* **Problem**: Copy out the material below word for word, starting at the line that contains "Would you be able to point at the flower" and going through the end of the material.

* **Stored rows**:
--- Begin ---
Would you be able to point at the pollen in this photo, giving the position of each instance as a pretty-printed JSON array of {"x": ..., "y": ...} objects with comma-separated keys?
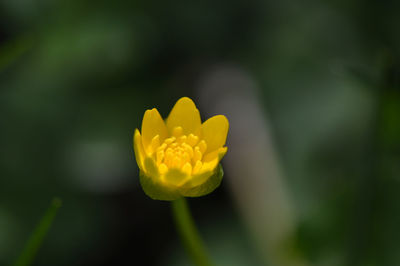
[{"x": 179, "y": 152}]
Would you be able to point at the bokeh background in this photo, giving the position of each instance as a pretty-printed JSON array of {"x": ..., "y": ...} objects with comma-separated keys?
[{"x": 312, "y": 92}]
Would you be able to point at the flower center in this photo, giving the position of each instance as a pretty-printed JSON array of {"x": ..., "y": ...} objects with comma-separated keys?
[{"x": 179, "y": 151}]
--- End ---
* **Result of this exercise**:
Would you be able to point at the flower center in this photo, giving the position of each instance as a pretty-printed JSON array of {"x": ..., "y": ...} objects with comma-separated keys?
[{"x": 179, "y": 151}]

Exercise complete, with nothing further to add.